> _PROBLEM_:
Repeat each line word for word.

%%

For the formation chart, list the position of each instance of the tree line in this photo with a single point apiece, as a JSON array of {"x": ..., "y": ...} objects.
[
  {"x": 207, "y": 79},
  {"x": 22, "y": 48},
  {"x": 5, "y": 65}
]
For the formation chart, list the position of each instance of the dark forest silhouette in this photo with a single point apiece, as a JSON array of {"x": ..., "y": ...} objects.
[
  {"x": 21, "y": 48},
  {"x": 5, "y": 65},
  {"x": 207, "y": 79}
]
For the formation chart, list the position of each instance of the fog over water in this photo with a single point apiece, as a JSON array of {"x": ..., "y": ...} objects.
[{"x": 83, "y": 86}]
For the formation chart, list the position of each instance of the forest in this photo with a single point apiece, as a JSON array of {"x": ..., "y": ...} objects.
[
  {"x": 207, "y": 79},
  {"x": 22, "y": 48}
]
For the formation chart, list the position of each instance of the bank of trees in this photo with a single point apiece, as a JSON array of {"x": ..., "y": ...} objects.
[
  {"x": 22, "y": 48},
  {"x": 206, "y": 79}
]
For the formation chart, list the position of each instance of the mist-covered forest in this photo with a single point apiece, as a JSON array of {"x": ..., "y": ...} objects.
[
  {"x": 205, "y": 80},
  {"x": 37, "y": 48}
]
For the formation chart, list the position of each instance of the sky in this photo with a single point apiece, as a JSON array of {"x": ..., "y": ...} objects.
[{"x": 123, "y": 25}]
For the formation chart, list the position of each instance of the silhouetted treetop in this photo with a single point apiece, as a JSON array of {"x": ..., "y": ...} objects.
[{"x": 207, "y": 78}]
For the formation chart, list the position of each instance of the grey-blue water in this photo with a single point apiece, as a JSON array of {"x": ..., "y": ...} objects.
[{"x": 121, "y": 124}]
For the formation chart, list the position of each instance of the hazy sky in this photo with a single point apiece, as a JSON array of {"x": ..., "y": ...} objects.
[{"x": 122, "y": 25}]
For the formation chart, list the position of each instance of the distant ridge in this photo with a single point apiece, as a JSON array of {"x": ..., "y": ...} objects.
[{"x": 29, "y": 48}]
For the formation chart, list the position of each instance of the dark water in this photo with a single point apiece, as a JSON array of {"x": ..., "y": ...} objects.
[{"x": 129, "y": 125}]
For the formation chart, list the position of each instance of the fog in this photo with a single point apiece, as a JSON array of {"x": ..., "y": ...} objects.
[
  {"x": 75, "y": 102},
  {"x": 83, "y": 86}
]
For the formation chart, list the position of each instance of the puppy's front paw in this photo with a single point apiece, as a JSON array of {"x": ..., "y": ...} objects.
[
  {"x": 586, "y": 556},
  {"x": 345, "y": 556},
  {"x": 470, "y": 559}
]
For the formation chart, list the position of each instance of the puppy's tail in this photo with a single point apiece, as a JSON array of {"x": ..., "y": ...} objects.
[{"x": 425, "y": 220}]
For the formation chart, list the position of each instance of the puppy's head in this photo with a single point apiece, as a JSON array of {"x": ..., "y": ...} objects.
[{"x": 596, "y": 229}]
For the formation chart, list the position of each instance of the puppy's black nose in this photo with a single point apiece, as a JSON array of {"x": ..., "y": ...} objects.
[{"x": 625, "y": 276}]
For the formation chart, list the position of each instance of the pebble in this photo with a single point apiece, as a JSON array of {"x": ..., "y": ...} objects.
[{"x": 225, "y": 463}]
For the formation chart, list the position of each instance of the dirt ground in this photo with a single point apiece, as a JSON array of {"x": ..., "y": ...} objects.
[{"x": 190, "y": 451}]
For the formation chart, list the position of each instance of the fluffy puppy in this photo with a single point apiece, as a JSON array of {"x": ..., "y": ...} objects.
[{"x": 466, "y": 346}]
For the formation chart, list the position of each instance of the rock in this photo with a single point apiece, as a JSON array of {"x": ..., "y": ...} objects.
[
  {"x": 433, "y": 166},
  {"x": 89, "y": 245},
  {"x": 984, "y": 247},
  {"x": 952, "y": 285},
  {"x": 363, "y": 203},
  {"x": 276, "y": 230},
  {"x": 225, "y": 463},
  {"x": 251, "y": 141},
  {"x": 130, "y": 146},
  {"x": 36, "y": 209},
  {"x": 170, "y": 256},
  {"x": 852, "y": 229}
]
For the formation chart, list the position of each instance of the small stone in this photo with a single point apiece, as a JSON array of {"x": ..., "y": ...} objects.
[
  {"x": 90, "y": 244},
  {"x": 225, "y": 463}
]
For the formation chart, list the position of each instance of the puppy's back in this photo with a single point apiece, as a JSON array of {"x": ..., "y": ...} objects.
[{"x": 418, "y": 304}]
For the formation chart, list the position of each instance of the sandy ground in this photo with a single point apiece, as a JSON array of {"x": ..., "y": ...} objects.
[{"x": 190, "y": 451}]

%%

> _OUTPUT FOR THIS TASK_:
For the formation chart, list the position of each instance of the tree line in this photo with a single point apiece, as a JSON array of {"x": ..., "y": ...} objects.
[
  {"x": 207, "y": 79},
  {"x": 22, "y": 48},
  {"x": 5, "y": 65}
]
For the formation chart, list the position of each instance of the dark forest silhouette in this photo with a single point apiece, as a JSON array of {"x": ..., "y": ...} objects.
[
  {"x": 21, "y": 48},
  {"x": 5, "y": 65},
  {"x": 207, "y": 79}
]
For the formation chart, list the position of each instance of the fog over water in this photo with a single point apiece, as a JSON array of {"x": ..., "y": ...} objects.
[{"x": 83, "y": 86}]
For the formation chart, list the position of each instance of the forest in this photo with a single point apiece, as a JSON array of {"x": ..., "y": ...} objects.
[
  {"x": 207, "y": 79},
  {"x": 22, "y": 48}
]
For the formation chart, list the position of each instance of the bank of trees in this photo with a single point apiece, as a JSON array of {"x": ..., "y": ...} objects.
[
  {"x": 22, "y": 48},
  {"x": 206, "y": 79}
]
For the formation chart, list the position of each instance of the mist-covered forest in this photo with a single point apiece, as a JSON array of {"x": ..., "y": ...} objects.
[
  {"x": 205, "y": 80},
  {"x": 37, "y": 48}
]
For the formation chart, list the position of each instance of the sky in this photo with a single point apiece, as a JSON array of {"x": ..., "y": ...} objects.
[{"x": 123, "y": 25}]
For the formation chart, list the position of each instance of the silhouetted treetop in this photo with a single point apiece, as a JSON array of {"x": ..., "y": ...} objects.
[{"x": 207, "y": 78}]
For the formation chart, list the position of each instance of the grey-blue water in this photo with a single point apiece, as a JSON array of {"x": ..., "y": ...} objects.
[{"x": 121, "y": 124}]
For the formation chart, list the position of each instance of the hazy sky in this photo with a single point apiece, as a JSON array of {"x": ..., "y": ...} objects.
[{"x": 122, "y": 25}]
For the formation chart, list the position of each instance of the distant ridge in this photo with a single point apiece, as a JSON array of {"x": ..., "y": ...} objects.
[{"x": 29, "y": 48}]
For the formation chart, list the position of each instance of the dark water in this photo with a single point apiece, as a JSON array of {"x": ..., "y": ...} objects.
[{"x": 129, "y": 125}]
For the formation chart, list the position of each instance of the fog in this photo with a single point apiece, as a JSON array of {"x": ..., "y": ...} objects.
[
  {"x": 75, "y": 102},
  {"x": 83, "y": 86}
]
For the formation chart, list the position of each instance of the puppy's front paw in this photo with a single point apiece, as a JSON array of {"x": ..., "y": ...} objects.
[
  {"x": 586, "y": 556},
  {"x": 345, "y": 556},
  {"x": 470, "y": 559}
]
For the formation chart, list the position of each instance of the puppy's tail in this photo with a single point apiece, as a JSON array of {"x": ..., "y": ...} objects.
[{"x": 425, "y": 220}]
For the formation chart, list the position of each instance of the puppy's head in this photo with a single point apiece, as a JSON array of {"x": ..., "y": ...} objects.
[{"x": 596, "y": 229}]
For the formation chart, list the position of each instance of the puppy's black nose in this photo with a single point apiece, as a JSON array of {"x": ..., "y": ...} objects.
[{"x": 625, "y": 276}]
For the formation chart, list the position of each instance of the pebble in this photo with a single point apiece, as a JSON array of {"x": ..., "y": ...} objects.
[{"x": 225, "y": 463}]
For the formation chart, list the position of each instance of the dirt ground in this photo with a single point apiece, as a JSON array of {"x": ..., "y": ...} objects.
[{"x": 190, "y": 451}]
For the formation chart, list the position of each instance of the fluffy puppy in this photo with a single point apiece, as a JSON array of {"x": ..., "y": ...} objects.
[{"x": 466, "y": 346}]
For the formation chart, list the position of each instance of the rock in this photo with a single point apiece, as a JSON array of {"x": ..., "y": ...} objects.
[
  {"x": 433, "y": 166},
  {"x": 89, "y": 245},
  {"x": 984, "y": 247},
  {"x": 952, "y": 285},
  {"x": 363, "y": 203},
  {"x": 276, "y": 230},
  {"x": 225, "y": 463},
  {"x": 251, "y": 141},
  {"x": 130, "y": 146},
  {"x": 36, "y": 209},
  {"x": 170, "y": 256},
  {"x": 852, "y": 229}
]
For the formation chart, list the position of each instance of the small stone in this photo with a single point apiece, as a JSON array of {"x": ..., "y": ...} objects.
[
  {"x": 90, "y": 244},
  {"x": 225, "y": 463}
]
For the formation chart, list the position of each instance of the puppy's back in this photo with a single point apiece, as a JSON array of {"x": ..., "y": ...} objects.
[{"x": 418, "y": 304}]
For the formation chart, list the position of each instance of the sandy ground in this photo with a single point apiece, as a JSON array of {"x": ..., "y": ...} objects.
[{"x": 190, "y": 451}]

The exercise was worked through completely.